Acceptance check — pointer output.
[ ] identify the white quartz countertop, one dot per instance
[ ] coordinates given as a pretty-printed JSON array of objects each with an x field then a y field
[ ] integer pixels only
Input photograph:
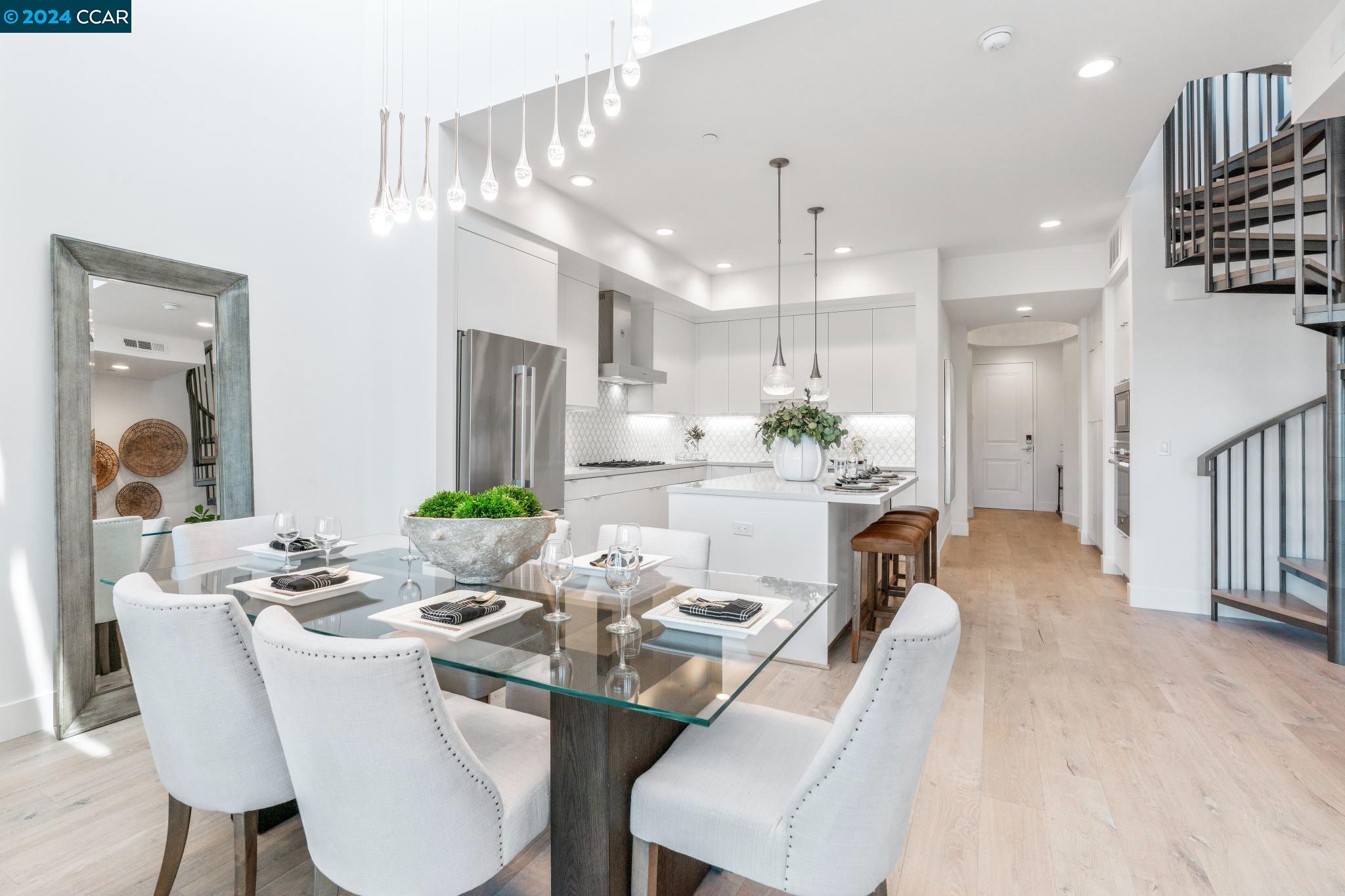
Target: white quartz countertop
[{"x": 768, "y": 485}]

-- -- --

__Problem description__.
Reproduce each entry precisely, dropping only the pictures.

__Reply__.
Acceptance check — pointer output.
[ ] identify the white quartz countertop, one dot per instance
[ ] coordinates given as a pretty-printed JSON array of objects each with an x field then a y field
[ ] integer pixels only
Input photograph:
Target: white quartz countertop
[{"x": 768, "y": 485}]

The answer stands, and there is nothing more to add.